:: Problem to solve ::
Reproduce all of the records below in full, substituting "exterior ring" for every occurrence of "outer ring" and leaving all other text unchanged.

:: Data listing ::

»»

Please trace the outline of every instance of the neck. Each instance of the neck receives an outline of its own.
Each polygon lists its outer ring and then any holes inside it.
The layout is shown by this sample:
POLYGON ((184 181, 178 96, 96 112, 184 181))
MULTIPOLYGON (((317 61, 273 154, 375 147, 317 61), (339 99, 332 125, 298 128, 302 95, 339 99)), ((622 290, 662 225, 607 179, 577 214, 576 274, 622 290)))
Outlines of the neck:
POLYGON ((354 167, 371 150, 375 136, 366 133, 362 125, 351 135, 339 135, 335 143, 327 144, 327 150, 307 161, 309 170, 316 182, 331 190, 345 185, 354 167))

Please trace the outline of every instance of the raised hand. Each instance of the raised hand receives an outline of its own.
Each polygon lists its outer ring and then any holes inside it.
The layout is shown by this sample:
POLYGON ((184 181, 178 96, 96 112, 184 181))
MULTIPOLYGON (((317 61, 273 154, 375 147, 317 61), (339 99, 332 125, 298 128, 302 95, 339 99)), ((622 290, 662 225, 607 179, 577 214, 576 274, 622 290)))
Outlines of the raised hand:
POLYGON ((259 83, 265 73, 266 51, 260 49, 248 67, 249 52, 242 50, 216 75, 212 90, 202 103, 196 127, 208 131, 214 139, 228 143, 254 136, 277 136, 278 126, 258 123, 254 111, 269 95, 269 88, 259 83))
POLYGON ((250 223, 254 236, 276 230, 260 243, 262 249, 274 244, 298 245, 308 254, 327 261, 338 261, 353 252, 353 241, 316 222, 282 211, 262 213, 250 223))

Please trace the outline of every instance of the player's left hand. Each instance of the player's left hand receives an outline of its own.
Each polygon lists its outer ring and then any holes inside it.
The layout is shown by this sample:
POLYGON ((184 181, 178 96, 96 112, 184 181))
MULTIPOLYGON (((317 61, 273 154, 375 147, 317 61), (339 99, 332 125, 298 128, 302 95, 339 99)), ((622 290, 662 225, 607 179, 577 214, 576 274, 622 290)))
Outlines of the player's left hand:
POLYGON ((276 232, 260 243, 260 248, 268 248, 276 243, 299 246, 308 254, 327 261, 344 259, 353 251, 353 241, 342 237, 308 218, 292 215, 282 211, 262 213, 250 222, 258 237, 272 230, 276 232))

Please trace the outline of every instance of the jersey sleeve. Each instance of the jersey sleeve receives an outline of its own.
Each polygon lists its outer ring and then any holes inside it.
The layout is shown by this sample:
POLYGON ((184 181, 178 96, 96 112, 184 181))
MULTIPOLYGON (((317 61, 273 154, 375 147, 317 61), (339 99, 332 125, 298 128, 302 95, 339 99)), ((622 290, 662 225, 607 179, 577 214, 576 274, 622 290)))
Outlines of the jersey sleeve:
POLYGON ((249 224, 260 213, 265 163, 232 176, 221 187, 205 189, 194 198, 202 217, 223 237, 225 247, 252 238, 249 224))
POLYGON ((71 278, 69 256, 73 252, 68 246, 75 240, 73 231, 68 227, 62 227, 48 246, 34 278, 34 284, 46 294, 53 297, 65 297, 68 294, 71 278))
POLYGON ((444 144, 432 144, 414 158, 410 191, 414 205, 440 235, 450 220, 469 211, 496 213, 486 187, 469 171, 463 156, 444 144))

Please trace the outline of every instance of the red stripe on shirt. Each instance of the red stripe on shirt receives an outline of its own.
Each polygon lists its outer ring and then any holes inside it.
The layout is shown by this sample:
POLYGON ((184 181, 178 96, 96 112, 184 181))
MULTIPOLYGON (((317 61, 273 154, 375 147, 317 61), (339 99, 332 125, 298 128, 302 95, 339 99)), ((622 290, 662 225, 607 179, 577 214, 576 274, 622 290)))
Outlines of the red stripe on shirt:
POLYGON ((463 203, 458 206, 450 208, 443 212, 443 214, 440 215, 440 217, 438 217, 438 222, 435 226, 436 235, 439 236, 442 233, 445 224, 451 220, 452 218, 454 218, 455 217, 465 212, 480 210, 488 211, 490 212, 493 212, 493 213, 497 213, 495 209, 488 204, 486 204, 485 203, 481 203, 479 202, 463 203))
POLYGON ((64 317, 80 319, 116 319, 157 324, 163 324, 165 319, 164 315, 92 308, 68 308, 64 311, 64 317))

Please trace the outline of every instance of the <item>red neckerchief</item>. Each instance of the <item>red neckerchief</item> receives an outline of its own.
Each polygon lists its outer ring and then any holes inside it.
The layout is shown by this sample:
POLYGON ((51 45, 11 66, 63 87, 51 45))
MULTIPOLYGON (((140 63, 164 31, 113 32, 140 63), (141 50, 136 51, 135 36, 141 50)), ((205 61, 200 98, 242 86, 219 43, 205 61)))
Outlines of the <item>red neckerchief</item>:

««

:: Response ::
Please trace the outline of every instance of the neck. Each instance of the neck receives an outline of its own.
Each polygon lists its exterior ring and then any holes inside it.
The layout is shown by this sample:
POLYGON ((184 181, 178 96, 96 112, 184 181))
MULTIPOLYGON (((317 61, 273 154, 375 147, 317 61), (339 99, 332 125, 298 128, 302 95, 339 99)), ((622 290, 662 225, 607 179, 577 214, 576 274, 622 290)))
Outlines of the neck:
POLYGON ((354 167, 371 150, 375 136, 366 133, 362 125, 351 135, 339 135, 335 143, 327 144, 327 150, 307 161, 309 170, 316 182, 331 190, 345 185, 354 167))

Please trace the outline of every instance of the raised hand. Each instance of the raised hand receives an outline of its own.
Each polygon lists its exterior ring and then any holes inside it.
The layout is shown by this sample:
POLYGON ((184 181, 178 96, 96 112, 184 181))
MULTIPOLYGON (((317 61, 273 154, 375 147, 317 61), (339 99, 332 125, 298 128, 302 95, 339 99)), ((622 290, 662 225, 607 179, 577 214, 576 274, 622 290)))
Outlines of the raised hand:
POLYGON ((259 83, 265 73, 266 51, 260 49, 248 67, 249 52, 242 50, 216 75, 212 90, 202 103, 196 127, 208 131, 214 139, 228 143, 254 136, 277 136, 278 126, 258 123, 254 111, 269 95, 269 88, 259 83))
POLYGON ((250 223, 254 236, 276 230, 260 243, 262 249, 274 244, 298 245, 308 254, 327 261, 338 261, 353 252, 353 241, 316 222, 282 211, 262 213, 250 223))

Please trace the outline of every instance of the player's left hand. Each instance of the player's left hand receives an outline of its own.
Each polygon lists its exterior ring and then any holes inside it.
The layout is shown by this sample:
POLYGON ((184 181, 178 96, 96 112, 184 181))
MULTIPOLYGON (((317 61, 273 154, 375 147, 317 61), (339 99, 332 125, 298 128, 302 95, 339 99)), ((622 290, 662 225, 607 179, 577 214, 576 274, 622 290)))
Outlines of the player's left hand:
POLYGON ((276 232, 260 243, 260 248, 268 248, 276 243, 299 246, 308 254, 327 261, 344 259, 353 251, 353 241, 342 237, 308 218, 292 215, 282 211, 262 213, 250 222, 258 237, 272 230, 276 232))

Please trace the outline of every instance of the jersey sleeve. Each instance of the jersey sleeve receives an outline of its own.
Each polygon lists its exterior ring and then any holes inside it.
The layout is shown by this sample:
POLYGON ((184 181, 178 96, 96 112, 184 181))
MULTIPOLYGON (((317 61, 273 154, 375 147, 317 61), (339 99, 332 125, 298 128, 302 95, 339 99)), ((622 290, 662 225, 607 179, 577 214, 576 274, 622 290)))
Outlines of the jersey sleeve:
POLYGON ((249 224, 260 213, 265 163, 232 176, 221 187, 205 189, 194 198, 202 217, 223 237, 225 247, 252 238, 249 224))
POLYGON ((71 278, 69 256, 73 252, 68 246, 75 240, 73 231, 68 227, 62 227, 48 246, 34 278, 34 284, 46 294, 53 297, 65 297, 68 294, 71 278))
POLYGON ((444 144, 432 144, 414 158, 410 191, 414 205, 440 235, 450 220, 469 211, 496 213, 486 187, 469 171, 463 156, 444 144))

Please trace the outline of every instance of the red stripe on shirt. Each instance of the red stripe on shirt receives an outline of its own.
Each polygon lists its exterior ring and then any holes inside it.
The layout is shown by this sample:
POLYGON ((184 181, 178 96, 96 112, 184 181))
MULTIPOLYGON (((317 61, 273 154, 375 147, 317 61), (339 99, 332 125, 298 128, 302 95, 339 99)), ((622 290, 662 225, 607 179, 577 214, 576 274, 622 290)))
Outlines of the red stripe on shirt:
POLYGON ((463 203, 458 206, 450 208, 443 212, 443 214, 440 215, 440 217, 438 217, 438 222, 435 226, 436 235, 439 236, 442 233, 445 224, 451 220, 452 218, 454 218, 455 217, 465 212, 480 210, 488 211, 490 212, 493 212, 493 213, 497 213, 495 209, 488 204, 486 204, 485 203, 481 203, 479 202, 463 203))
POLYGON ((64 317, 80 319, 116 319, 157 324, 163 324, 165 319, 164 315, 92 308, 68 308, 64 311, 64 317))

Please trace the outline of every instance of the <item>red neckerchief</item>. Each instance of the <item>red neckerchief</item> receives an outline of its own.
Each polygon lists its exterior ring and then any holes inside it.
The layout is shown by this sample:
POLYGON ((51 45, 11 66, 63 87, 51 45))
MULTIPOLYGON (((140 63, 164 31, 113 32, 140 63), (141 50, 136 51, 135 36, 141 50)), ((205 61, 200 98, 242 86, 219 43, 205 61)))
Outlines of the <item>red neckerchief</item>:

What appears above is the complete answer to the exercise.